Cumhuriyet Halk Partisi'nin tutuklu Cumhurbaşkanı adayı, İstanbul Büyükşehir Belediye Başkanı Ekrem İmamoğlu, kurultay delegelerine bir mesaj yolladı.Yenimahalle Nazım Hikmet Kültür Merkezi'nde toplanan CHP'nin 21’inci Olağanüstü Kurultayı'nda İmamoğlu'nun mesajını, Divan Başkanı Denizli Büyükşehir Belediye Başkanı Bülent Nuri Çavuşoğlu okudu.
İmamoğlu'nun mesajı şöyle:
"Partimizin 21. Olağanüstü Kurultayı’nı, olağanüstü bir dönemde, olağanüstü koşullar altında gerçekleştiriyoruz. Bu bir darbe dönemidir. Sivil bir darbe ile karşı karşıyayız. Tek bir kişi, onun yarattığı sistem ve birlikte olduğu bir avuç insan seçim sonuçlarını bugünden yargı eliyle belirlemeye, milletin seçme hakkını milletin elinden almaya çalışmaktadır. Bu amaçla partimizin Cumhurbaşkanı Adayı’nı ve İstanbul Büyükşehir Belediye Başkanı’nı tutuklattılar. Cumhuriyet Halk Partisi’ni yargı eliyle bölüp, parçalama, İstanbul’a kayyum atama planı içindeler. Ancak vatandaşlarımızın, gençleriyle, kadınları, erkekleri hatta her yaştan ve her görüşten insanlarıyla iradelerine ve geleceklerine sahip çıkma kararlılıklarıyla ayağa kalkmış, iktidarın yargı eliyle yapmaya çalıştığı darbeye boyun eğmeyeceğini güçlü bir şekilde göstererek tarihe geçmiştir.

> Yapılacak İş
Metinde geçen "Sivil bir darbe ile karşı karşıyayız." cümlesini İngilizceye çevirin. Yalnızca metindeki bilgilere dayanın.

> Saklanan kayıtlar
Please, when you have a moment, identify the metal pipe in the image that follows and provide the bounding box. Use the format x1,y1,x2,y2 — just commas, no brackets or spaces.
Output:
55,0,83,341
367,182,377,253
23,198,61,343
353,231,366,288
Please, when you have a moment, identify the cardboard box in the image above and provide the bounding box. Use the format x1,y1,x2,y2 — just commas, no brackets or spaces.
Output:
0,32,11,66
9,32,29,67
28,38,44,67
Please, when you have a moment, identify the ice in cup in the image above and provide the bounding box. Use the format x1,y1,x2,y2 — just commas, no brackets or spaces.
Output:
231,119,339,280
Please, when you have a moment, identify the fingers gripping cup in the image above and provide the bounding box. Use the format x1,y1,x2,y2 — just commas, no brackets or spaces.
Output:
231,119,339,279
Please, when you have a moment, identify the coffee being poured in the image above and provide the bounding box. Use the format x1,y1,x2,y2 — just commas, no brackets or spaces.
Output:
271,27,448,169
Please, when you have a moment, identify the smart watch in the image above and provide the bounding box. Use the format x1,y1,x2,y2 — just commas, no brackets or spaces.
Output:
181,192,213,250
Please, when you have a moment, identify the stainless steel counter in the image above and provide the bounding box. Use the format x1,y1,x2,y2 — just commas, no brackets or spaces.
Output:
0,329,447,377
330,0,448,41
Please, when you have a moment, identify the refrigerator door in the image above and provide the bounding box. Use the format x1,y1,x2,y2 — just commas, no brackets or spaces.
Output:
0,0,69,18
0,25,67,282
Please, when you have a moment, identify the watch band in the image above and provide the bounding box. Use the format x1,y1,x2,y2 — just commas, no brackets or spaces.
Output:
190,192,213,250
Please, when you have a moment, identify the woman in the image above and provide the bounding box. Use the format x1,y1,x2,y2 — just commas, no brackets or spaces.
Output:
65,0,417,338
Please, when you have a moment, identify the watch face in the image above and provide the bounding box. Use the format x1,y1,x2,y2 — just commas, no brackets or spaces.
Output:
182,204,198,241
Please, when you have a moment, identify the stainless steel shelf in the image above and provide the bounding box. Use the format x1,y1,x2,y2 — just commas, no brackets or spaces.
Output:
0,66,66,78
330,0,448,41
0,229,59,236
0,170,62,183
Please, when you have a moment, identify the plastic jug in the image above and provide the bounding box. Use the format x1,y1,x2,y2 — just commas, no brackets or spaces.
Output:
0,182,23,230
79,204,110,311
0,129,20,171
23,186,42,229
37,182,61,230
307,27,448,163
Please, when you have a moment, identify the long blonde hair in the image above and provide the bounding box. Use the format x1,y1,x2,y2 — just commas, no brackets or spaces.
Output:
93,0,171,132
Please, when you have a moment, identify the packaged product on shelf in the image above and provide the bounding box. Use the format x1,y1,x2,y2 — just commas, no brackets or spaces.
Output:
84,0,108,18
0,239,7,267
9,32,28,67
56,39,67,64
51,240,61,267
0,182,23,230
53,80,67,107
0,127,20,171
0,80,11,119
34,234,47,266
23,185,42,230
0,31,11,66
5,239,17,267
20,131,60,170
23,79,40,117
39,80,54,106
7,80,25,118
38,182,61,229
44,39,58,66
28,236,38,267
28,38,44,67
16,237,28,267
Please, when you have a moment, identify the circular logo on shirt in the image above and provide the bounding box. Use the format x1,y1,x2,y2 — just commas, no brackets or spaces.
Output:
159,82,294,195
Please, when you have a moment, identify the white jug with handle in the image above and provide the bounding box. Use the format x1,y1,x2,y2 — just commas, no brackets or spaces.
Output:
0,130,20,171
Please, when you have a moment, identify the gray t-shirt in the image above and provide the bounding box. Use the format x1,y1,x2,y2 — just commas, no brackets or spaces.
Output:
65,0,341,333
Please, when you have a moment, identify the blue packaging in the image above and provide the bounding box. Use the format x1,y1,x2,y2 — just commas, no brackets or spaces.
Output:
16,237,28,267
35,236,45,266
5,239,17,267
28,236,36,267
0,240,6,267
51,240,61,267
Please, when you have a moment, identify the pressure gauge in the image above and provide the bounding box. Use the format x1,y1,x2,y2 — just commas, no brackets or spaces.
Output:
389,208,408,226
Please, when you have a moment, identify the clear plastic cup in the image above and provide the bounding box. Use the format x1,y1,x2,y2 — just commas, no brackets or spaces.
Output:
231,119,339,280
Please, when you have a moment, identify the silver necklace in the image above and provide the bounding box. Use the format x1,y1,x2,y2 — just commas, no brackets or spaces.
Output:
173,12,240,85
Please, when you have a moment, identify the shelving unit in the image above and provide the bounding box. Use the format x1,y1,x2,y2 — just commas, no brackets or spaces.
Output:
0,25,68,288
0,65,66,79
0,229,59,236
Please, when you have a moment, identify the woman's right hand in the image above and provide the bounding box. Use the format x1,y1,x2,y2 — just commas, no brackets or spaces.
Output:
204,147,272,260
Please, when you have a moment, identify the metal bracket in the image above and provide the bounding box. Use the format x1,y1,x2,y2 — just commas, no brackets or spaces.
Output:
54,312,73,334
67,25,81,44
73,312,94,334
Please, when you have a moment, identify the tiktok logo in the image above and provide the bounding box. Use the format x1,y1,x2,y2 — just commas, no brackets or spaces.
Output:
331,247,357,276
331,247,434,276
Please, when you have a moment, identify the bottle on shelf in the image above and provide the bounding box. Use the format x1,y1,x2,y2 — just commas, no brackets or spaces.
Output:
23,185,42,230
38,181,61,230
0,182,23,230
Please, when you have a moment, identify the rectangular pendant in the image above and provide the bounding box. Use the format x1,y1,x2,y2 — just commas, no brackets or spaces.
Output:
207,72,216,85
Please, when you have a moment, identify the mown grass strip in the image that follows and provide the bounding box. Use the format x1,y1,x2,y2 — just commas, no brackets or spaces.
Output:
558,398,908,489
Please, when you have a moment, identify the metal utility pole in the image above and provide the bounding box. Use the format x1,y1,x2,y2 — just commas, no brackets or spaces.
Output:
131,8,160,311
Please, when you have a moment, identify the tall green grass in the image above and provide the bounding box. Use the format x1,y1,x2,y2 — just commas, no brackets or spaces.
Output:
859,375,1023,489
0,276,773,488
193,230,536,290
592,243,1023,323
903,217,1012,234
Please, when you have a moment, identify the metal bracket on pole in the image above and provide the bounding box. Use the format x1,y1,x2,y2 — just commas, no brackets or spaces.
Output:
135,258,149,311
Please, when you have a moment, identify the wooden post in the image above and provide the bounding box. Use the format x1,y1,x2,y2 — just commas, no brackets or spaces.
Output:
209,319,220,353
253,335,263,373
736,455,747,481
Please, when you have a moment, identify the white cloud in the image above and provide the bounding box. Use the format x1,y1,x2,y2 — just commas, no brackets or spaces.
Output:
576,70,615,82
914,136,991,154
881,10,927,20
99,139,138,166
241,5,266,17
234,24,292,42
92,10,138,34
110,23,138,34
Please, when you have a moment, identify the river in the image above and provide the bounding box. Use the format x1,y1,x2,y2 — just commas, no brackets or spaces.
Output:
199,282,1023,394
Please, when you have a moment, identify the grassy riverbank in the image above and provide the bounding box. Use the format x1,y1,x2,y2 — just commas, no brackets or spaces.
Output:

> Tam Yanıt
We are facing a civilian coup.